_Goal of the exercise_
Starting with the line that holds "Target: twig", reproduce each line through the last one of the data, exactly as written. Pictures are not copied.

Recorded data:
-----
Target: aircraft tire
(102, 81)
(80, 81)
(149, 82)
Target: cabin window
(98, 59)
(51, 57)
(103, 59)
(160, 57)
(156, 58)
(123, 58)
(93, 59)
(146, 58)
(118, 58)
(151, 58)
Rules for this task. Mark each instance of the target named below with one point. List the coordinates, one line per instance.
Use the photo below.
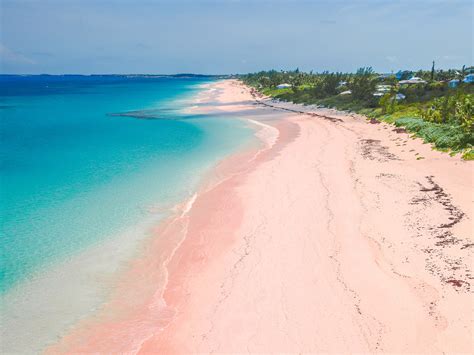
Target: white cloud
(9, 56)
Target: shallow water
(76, 179)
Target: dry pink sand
(332, 237)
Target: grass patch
(442, 136)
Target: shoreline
(287, 266)
(162, 244)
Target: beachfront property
(469, 78)
(453, 83)
(413, 80)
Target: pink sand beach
(331, 236)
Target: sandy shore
(336, 235)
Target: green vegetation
(428, 105)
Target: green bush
(443, 136)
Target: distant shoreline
(334, 237)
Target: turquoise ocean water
(73, 174)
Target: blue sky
(232, 36)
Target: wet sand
(332, 236)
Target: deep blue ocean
(85, 157)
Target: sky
(232, 36)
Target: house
(469, 78)
(403, 75)
(413, 80)
(453, 83)
(384, 88)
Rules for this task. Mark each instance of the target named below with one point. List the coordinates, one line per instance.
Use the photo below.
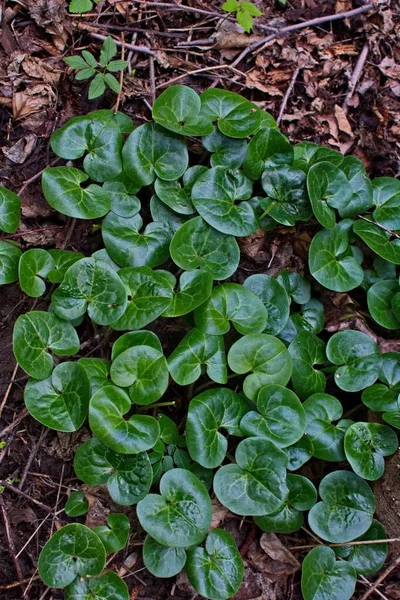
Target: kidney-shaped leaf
(346, 510)
(181, 515)
(215, 571)
(256, 485)
(73, 550)
(37, 332)
(219, 408)
(106, 419)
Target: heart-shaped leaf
(10, 210)
(306, 351)
(331, 261)
(231, 302)
(219, 408)
(325, 577)
(63, 191)
(287, 200)
(196, 351)
(256, 485)
(197, 244)
(149, 295)
(226, 152)
(359, 354)
(181, 515)
(106, 419)
(215, 195)
(274, 298)
(194, 289)
(365, 445)
(73, 550)
(178, 108)
(215, 571)
(151, 151)
(236, 117)
(266, 357)
(280, 417)
(37, 332)
(34, 265)
(162, 561)
(346, 510)
(144, 370)
(268, 149)
(130, 248)
(115, 534)
(9, 259)
(327, 439)
(128, 477)
(93, 286)
(60, 401)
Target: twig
(343, 15)
(356, 75)
(287, 95)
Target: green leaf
(106, 419)
(360, 357)
(10, 210)
(34, 265)
(231, 302)
(128, 477)
(37, 332)
(326, 438)
(76, 504)
(196, 244)
(328, 188)
(181, 515)
(280, 417)
(144, 370)
(215, 195)
(256, 485)
(93, 286)
(215, 571)
(381, 242)
(219, 408)
(274, 298)
(287, 200)
(115, 534)
(73, 550)
(61, 401)
(236, 117)
(130, 248)
(268, 149)
(107, 587)
(302, 496)
(195, 351)
(325, 577)
(227, 152)
(306, 351)
(194, 288)
(331, 261)
(151, 151)
(346, 510)
(9, 260)
(149, 295)
(178, 109)
(62, 190)
(266, 357)
(365, 445)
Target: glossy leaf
(219, 408)
(106, 419)
(181, 515)
(37, 332)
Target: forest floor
(334, 82)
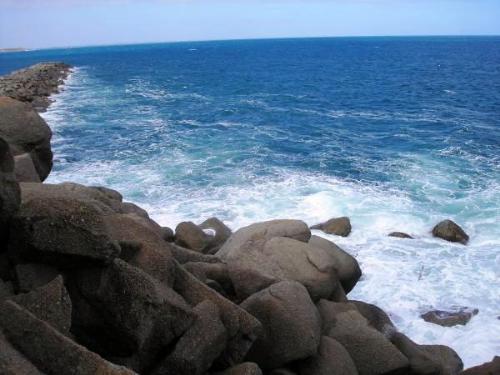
-----
_Solution to the problem_
Target: twig
(343, 15)
(356, 75)
(287, 95)
Target: green leaf
(106, 419)
(360, 357)
(10, 210)
(34, 265)
(231, 302)
(128, 477)
(37, 332)
(326, 438)
(76, 504)
(196, 244)
(328, 188)
(181, 515)
(280, 417)
(144, 370)
(215, 195)
(256, 485)
(93, 286)
(215, 571)
(381, 242)
(219, 408)
(274, 298)
(287, 200)
(115, 534)
(73, 550)
(61, 401)
(236, 117)
(130, 248)
(268, 149)
(107, 587)
(302, 496)
(195, 351)
(325, 577)
(227, 152)
(306, 351)
(194, 288)
(331, 261)
(151, 151)
(346, 510)
(9, 260)
(149, 295)
(178, 109)
(62, 190)
(266, 357)
(365, 445)
Target: glossy leaf
(219, 408)
(106, 419)
(181, 515)
(37, 332)
Target: forest floor
(334, 82)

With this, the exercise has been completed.